Goal: Copy out the lines of the entries below word for word, starting at the line containing "For every instance of the mouth, mark" and ending after the line containing "[[276, 113], [277, 122]]".

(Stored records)

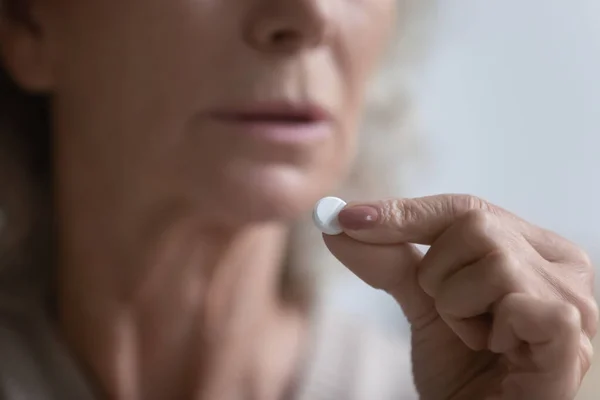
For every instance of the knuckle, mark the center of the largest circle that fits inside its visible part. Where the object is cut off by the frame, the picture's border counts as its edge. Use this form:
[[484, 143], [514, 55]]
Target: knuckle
[[504, 269], [426, 279], [589, 310], [567, 317], [469, 202], [586, 353], [400, 212], [479, 221], [582, 257]]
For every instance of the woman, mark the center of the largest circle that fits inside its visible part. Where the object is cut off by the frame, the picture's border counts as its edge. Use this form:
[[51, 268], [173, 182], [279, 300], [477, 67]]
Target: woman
[[187, 137]]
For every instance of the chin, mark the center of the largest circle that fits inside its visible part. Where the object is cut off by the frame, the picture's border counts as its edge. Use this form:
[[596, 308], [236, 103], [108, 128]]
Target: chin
[[274, 195]]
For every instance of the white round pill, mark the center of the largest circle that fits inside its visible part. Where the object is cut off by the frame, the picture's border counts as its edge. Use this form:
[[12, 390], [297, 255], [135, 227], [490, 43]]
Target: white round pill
[[325, 215]]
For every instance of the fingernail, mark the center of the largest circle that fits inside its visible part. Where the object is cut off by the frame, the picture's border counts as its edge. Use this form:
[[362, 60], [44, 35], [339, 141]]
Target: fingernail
[[357, 218]]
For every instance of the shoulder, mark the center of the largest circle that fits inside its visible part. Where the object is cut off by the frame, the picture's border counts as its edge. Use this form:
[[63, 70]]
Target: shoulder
[[356, 361], [33, 363]]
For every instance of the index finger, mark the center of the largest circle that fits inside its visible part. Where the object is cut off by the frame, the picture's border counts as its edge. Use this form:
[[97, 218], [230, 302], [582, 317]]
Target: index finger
[[419, 220]]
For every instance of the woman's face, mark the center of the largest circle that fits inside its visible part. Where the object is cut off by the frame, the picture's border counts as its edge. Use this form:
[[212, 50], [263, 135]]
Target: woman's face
[[242, 109]]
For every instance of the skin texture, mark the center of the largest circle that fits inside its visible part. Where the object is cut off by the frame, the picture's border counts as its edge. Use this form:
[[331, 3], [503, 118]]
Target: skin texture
[[172, 227], [500, 309]]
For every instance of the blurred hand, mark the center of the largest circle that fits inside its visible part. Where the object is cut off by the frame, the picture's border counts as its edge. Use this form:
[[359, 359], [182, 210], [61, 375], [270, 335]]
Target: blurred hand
[[499, 308]]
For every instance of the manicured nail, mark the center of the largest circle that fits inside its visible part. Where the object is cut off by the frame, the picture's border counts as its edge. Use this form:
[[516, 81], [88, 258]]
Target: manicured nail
[[357, 218]]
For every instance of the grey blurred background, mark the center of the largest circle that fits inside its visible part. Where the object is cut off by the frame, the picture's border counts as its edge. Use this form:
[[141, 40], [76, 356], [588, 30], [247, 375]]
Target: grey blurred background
[[508, 98]]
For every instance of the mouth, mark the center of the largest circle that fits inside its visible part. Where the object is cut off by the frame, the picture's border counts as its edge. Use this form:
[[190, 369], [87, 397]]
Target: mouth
[[276, 113], [277, 122]]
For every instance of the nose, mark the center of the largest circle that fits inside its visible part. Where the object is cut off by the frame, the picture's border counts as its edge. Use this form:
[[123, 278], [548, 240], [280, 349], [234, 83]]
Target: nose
[[288, 26]]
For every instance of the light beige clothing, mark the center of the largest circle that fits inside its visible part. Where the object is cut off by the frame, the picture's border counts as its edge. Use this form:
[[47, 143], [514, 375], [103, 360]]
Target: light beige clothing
[[346, 361]]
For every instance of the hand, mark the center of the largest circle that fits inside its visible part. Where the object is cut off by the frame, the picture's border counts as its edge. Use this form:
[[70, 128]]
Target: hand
[[499, 308]]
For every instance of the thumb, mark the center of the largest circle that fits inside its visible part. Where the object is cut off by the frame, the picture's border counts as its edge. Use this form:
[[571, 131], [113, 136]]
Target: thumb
[[392, 268]]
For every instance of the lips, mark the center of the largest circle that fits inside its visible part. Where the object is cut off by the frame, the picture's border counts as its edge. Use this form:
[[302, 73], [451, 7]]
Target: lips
[[276, 113], [277, 123]]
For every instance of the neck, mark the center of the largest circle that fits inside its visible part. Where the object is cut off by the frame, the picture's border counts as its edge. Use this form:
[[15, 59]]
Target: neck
[[164, 308]]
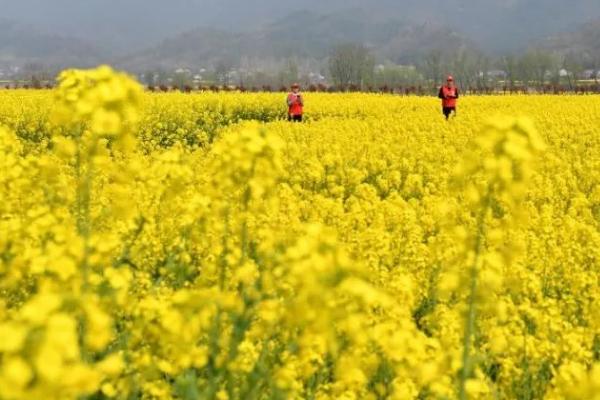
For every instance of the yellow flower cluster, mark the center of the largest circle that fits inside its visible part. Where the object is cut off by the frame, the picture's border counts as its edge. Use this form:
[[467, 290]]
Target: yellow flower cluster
[[197, 246]]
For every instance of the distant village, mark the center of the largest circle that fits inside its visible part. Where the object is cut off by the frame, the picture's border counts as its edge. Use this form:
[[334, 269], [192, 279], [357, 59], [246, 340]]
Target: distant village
[[388, 78]]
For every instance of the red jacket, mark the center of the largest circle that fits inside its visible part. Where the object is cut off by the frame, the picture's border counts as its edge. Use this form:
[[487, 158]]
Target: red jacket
[[295, 104], [448, 96]]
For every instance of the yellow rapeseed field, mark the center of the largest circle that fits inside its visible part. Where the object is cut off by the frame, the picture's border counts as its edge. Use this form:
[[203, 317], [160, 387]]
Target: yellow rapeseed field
[[196, 246]]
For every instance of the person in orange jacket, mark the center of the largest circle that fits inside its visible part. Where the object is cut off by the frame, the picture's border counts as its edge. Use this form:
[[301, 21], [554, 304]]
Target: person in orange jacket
[[449, 95], [295, 104]]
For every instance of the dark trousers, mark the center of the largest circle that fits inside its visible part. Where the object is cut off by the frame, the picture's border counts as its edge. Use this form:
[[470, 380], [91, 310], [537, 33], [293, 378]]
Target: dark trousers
[[449, 110]]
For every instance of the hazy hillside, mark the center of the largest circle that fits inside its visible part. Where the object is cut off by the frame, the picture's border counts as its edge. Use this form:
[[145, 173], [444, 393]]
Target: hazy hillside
[[584, 40], [131, 25], [303, 34], [24, 44]]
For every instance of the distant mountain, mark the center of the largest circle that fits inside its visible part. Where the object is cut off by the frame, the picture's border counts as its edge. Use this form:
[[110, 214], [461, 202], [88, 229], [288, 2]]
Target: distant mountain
[[126, 26], [302, 35], [584, 40], [20, 44]]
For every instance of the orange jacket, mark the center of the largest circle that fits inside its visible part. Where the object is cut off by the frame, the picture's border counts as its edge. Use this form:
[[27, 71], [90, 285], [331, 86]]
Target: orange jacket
[[295, 104], [448, 96]]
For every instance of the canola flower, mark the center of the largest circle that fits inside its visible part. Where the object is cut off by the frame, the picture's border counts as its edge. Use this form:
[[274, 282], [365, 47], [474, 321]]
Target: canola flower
[[176, 246]]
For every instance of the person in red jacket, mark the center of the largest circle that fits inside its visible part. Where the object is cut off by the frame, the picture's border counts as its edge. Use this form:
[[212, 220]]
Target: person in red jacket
[[295, 104], [449, 95]]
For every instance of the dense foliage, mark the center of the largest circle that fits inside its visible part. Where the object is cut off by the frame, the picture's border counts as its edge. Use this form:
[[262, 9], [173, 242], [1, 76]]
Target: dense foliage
[[160, 246]]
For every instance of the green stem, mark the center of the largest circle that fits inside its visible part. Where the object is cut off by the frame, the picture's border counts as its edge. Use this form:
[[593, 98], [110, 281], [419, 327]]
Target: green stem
[[472, 309]]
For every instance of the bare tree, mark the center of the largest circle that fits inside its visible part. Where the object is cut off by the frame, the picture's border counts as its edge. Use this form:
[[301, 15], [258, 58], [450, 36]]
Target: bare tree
[[351, 65], [432, 63]]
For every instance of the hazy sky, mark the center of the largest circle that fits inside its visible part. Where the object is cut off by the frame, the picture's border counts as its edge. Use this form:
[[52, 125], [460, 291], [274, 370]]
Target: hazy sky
[[129, 24]]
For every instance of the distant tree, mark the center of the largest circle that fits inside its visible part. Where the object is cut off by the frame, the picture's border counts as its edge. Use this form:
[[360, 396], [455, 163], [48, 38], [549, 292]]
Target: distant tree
[[222, 70], [351, 65], [150, 78], [509, 64], [432, 66], [573, 64], [182, 79]]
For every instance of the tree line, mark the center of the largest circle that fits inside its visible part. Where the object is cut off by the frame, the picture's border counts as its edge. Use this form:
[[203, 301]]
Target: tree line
[[354, 67]]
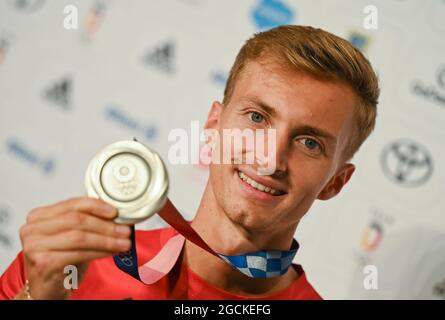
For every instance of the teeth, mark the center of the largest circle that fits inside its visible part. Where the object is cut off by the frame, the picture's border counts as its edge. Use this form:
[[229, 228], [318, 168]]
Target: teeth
[[256, 185]]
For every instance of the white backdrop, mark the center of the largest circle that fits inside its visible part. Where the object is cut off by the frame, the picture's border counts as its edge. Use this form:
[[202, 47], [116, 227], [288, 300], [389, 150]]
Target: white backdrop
[[142, 68]]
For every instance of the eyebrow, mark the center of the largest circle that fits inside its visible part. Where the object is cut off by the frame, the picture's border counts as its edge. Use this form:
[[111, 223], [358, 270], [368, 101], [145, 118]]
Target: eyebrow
[[303, 129]]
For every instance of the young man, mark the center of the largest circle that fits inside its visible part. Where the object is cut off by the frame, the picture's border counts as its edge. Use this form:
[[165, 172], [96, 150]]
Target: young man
[[319, 94]]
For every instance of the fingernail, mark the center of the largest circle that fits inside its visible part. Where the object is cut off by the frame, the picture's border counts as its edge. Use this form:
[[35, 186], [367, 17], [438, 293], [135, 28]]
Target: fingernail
[[124, 243], [123, 230], [109, 208]]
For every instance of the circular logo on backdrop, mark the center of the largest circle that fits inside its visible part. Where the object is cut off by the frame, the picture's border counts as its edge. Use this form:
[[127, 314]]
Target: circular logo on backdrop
[[407, 163], [26, 6]]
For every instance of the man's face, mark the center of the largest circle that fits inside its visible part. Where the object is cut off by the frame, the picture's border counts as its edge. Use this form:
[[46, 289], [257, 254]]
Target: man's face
[[313, 122]]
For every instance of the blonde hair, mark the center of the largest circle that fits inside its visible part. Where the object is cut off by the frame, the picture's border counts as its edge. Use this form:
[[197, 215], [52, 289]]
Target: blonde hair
[[324, 56]]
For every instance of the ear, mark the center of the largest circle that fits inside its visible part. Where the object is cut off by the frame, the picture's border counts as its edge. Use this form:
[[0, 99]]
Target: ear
[[214, 116], [337, 182]]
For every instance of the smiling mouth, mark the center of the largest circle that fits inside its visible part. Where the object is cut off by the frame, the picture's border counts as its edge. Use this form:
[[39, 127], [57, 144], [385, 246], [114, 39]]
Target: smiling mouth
[[258, 186]]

Answer in full:
For every instance of the mouth, mark the center of the largest circle that fits inside its visible part. Where the object is cut off by the frame, the picture's border counts as its edge. Use this form:
[[190, 369], [87, 397]]
Target: mouth
[[276, 113], [277, 122]]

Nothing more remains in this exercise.